▶ [Task goal] Which rows below contain the word "ceiling"? Pull out every such row in full, and treat uppercase and lowercase as different.

▶ [Records shown]

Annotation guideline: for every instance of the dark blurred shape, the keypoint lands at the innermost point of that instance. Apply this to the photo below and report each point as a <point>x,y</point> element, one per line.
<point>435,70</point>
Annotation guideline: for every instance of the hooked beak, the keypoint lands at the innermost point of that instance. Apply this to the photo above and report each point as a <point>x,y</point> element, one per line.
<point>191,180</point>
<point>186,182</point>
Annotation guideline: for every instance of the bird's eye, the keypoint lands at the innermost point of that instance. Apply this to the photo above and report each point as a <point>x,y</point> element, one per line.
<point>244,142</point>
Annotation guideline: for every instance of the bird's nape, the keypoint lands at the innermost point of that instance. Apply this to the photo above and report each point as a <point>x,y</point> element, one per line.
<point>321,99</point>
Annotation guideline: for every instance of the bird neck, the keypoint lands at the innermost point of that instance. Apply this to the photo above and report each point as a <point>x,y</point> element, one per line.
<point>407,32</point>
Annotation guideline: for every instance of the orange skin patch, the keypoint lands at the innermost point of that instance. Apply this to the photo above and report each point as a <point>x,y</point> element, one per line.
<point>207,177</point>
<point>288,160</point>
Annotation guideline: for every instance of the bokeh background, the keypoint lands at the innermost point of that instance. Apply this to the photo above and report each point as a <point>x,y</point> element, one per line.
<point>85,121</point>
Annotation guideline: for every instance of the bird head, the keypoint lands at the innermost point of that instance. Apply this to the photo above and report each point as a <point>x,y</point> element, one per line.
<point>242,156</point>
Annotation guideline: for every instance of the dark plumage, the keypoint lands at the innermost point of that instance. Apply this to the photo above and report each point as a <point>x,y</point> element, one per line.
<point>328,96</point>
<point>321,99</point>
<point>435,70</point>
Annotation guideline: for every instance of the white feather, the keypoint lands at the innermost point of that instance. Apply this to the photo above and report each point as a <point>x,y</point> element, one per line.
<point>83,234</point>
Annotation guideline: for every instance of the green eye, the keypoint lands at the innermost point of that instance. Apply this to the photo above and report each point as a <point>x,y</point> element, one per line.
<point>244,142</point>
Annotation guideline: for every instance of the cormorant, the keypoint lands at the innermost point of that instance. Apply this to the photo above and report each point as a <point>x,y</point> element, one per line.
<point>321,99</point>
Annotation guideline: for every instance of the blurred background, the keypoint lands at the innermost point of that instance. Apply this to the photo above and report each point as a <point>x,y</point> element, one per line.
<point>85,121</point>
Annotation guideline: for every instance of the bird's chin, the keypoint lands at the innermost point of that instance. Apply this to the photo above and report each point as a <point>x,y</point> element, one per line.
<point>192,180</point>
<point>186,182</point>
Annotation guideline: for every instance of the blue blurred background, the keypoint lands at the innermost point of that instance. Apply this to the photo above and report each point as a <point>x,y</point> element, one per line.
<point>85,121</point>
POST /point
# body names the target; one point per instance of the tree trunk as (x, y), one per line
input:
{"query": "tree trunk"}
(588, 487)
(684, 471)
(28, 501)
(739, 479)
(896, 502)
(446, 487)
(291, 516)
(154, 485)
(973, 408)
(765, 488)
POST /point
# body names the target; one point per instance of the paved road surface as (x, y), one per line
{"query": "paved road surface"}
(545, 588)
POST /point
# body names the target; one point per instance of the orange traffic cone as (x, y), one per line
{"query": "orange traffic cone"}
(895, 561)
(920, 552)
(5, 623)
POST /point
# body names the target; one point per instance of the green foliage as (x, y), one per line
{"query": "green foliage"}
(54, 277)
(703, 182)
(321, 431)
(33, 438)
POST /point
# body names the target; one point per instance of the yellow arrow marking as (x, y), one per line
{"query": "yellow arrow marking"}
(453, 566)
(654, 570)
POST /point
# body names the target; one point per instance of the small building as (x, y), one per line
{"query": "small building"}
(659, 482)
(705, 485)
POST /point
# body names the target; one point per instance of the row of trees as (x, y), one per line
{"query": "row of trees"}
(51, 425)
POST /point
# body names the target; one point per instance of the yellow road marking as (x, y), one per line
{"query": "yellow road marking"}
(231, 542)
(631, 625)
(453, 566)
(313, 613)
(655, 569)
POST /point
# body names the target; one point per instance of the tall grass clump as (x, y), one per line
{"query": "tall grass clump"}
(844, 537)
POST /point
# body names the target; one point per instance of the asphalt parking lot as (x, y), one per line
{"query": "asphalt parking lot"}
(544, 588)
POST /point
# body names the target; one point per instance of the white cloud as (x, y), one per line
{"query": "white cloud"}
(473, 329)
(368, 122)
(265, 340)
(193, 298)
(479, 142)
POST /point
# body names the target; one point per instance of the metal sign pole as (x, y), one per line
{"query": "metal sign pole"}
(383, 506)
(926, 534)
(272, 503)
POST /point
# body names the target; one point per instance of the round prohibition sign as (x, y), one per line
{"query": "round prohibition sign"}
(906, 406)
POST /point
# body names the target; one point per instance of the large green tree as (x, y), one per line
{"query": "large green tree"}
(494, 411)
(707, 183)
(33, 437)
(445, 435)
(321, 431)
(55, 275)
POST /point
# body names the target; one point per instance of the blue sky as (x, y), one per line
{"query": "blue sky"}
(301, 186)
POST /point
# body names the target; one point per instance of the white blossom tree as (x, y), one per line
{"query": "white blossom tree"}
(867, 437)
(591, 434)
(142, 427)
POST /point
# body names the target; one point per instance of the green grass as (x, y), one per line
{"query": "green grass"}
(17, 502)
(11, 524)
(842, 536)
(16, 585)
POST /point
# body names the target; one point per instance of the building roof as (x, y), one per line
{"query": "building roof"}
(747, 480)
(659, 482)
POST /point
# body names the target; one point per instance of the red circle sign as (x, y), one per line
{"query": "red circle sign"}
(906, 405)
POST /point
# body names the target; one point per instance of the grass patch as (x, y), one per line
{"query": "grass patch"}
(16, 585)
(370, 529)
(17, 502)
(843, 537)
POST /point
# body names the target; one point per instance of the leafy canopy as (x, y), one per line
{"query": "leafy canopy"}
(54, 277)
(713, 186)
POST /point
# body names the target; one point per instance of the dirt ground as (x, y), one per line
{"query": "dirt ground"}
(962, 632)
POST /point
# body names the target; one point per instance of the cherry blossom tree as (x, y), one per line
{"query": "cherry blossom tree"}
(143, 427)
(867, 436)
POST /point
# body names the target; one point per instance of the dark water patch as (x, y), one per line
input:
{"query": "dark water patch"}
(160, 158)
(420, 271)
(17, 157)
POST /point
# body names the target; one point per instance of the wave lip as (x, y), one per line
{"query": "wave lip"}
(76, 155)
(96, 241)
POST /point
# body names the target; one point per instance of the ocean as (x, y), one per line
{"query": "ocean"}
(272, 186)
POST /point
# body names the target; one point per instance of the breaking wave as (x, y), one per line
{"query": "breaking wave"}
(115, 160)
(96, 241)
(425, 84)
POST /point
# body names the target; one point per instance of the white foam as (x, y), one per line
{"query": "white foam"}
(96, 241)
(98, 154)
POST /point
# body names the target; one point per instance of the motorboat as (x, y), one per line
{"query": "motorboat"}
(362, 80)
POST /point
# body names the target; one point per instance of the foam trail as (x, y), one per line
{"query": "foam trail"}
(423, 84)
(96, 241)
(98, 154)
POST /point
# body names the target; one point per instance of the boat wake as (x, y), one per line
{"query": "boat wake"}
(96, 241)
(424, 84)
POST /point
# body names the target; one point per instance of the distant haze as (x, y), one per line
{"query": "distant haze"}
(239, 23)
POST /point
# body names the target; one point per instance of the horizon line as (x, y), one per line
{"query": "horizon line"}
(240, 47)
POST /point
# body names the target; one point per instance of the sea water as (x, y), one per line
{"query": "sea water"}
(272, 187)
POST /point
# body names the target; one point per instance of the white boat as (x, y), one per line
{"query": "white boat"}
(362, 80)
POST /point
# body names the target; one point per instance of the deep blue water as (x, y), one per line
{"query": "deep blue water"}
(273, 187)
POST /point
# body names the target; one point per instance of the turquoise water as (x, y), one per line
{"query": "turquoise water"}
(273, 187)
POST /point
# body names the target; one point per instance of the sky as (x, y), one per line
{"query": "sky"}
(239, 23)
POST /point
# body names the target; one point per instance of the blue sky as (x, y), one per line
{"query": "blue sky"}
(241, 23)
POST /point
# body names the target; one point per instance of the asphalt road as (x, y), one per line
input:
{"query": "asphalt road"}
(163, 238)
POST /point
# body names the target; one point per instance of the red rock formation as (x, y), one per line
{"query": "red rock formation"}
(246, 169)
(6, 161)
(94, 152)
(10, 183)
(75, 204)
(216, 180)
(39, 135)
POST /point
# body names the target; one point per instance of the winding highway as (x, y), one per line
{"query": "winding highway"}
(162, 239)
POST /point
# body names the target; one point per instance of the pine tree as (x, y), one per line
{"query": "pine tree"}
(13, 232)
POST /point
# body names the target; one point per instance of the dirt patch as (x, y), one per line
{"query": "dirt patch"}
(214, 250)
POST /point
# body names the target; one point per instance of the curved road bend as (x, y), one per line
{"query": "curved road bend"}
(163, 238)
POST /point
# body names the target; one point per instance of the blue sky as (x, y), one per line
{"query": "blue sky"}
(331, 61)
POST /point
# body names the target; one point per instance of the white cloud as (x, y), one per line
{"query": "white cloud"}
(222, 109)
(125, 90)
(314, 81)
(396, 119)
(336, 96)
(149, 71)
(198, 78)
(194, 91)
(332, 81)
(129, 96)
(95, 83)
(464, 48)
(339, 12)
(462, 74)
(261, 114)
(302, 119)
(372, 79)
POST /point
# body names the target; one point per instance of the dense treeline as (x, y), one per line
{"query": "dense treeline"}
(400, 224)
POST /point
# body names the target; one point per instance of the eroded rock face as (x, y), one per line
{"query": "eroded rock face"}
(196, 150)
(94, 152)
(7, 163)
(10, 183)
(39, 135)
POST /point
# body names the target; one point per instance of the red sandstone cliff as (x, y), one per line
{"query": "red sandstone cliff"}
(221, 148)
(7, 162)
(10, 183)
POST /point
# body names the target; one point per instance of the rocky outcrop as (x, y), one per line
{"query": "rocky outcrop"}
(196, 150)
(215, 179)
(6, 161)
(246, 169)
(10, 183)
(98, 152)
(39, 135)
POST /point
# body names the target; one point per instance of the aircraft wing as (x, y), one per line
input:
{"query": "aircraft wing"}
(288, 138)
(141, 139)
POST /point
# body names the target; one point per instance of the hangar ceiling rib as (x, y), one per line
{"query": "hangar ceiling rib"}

▶ [Correct output]
# body names the target; one point per instance of the hangar ceiling rib as (x, y), one per line
{"query": "hangar ceiling rib"}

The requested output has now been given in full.